**EXERCISE DIRECTIONS**
Extract every line starting at the line that contains "Where can you spot the power" and ending with the final line of the data, inclusive; give only those lines, word for word.

**DATA SUPPLIED**
__________________________________________________
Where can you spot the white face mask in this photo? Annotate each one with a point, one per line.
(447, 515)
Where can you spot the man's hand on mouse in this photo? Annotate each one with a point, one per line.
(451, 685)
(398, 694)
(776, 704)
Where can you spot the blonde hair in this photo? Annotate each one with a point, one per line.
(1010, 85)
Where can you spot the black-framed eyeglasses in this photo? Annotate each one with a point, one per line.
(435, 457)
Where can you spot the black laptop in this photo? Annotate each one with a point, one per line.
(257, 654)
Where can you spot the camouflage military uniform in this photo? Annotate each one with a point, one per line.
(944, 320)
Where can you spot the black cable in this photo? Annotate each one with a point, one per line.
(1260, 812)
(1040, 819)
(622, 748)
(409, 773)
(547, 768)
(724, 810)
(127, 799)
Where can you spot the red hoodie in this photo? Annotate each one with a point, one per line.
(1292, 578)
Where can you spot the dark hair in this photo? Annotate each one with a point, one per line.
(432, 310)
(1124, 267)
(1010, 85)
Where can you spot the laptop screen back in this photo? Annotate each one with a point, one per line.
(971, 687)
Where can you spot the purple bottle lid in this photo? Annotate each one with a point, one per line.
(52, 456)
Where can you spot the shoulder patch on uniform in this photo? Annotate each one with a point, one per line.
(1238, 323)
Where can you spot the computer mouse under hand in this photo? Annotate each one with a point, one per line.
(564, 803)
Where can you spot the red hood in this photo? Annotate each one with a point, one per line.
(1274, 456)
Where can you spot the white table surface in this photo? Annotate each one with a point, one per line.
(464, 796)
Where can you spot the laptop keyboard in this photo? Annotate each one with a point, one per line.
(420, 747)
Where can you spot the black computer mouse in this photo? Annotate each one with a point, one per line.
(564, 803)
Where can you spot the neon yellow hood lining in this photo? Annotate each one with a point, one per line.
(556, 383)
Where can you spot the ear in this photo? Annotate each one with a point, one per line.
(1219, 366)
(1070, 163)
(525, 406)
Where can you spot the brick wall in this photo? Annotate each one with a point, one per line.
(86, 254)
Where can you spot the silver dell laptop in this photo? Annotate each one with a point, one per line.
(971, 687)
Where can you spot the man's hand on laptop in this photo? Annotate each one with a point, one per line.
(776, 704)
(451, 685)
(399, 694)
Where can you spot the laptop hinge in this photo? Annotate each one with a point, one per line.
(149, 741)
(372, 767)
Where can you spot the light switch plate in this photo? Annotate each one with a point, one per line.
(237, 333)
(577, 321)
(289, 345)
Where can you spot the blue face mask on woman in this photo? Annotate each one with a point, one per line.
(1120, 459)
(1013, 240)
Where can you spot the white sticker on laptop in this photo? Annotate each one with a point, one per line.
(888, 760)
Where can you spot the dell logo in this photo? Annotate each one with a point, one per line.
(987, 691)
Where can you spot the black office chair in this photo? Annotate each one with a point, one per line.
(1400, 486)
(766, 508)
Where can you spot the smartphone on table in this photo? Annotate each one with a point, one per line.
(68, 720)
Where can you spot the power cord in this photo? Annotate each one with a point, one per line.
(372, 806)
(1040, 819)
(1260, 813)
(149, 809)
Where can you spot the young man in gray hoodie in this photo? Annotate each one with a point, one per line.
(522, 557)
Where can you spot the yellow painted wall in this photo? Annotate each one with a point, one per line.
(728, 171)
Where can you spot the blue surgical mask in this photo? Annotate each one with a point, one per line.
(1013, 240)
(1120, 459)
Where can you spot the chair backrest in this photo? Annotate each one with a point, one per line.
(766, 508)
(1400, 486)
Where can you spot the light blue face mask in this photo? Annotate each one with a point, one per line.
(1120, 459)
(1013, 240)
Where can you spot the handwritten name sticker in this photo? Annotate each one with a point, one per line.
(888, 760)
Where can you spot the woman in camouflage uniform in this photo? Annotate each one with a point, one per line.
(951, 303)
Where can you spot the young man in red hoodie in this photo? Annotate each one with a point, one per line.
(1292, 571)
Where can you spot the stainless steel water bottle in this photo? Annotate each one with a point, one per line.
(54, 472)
__________________________________________________
**ANSWER TO THE EXERCISE**
Where can you spot the power cord in this photo? Annotate each one with a point, one per line.
(372, 806)
(1040, 819)
(1260, 813)
(149, 809)
Where can you spot the young man in gray hoodie in this photo? Annotate each one with a point, one per line.
(522, 557)
Where can you spot the yellow painted wall in this photo? Annotate each one with a point, one per line.
(728, 171)
Where can you spot the blue surgical mask in this photo? Annotate each one with a point, one per line.
(1013, 240)
(1120, 459)
Where can you spot the chair backrest in this photo? Annotate each one with a point, one per line.
(766, 508)
(1400, 486)
Where can you spot the light blue face mask in this photo? Annotate each one with a point, one per line.
(1120, 459)
(1013, 240)
Where can you spot the handwritten name sticker in this photo? Annotate each one with a point, one per line.
(888, 760)
Where can you spot the woman in camouflage uniform in this photo? Annotate each one with a point, one per line.
(951, 303)
Where can you spot the young man in red hoodie in this photo? Annotate each one with a point, one per line.
(1292, 571)
Where can you spot the stainless steel water bottle in this photo? Annotate each one with a point, one per line.
(54, 472)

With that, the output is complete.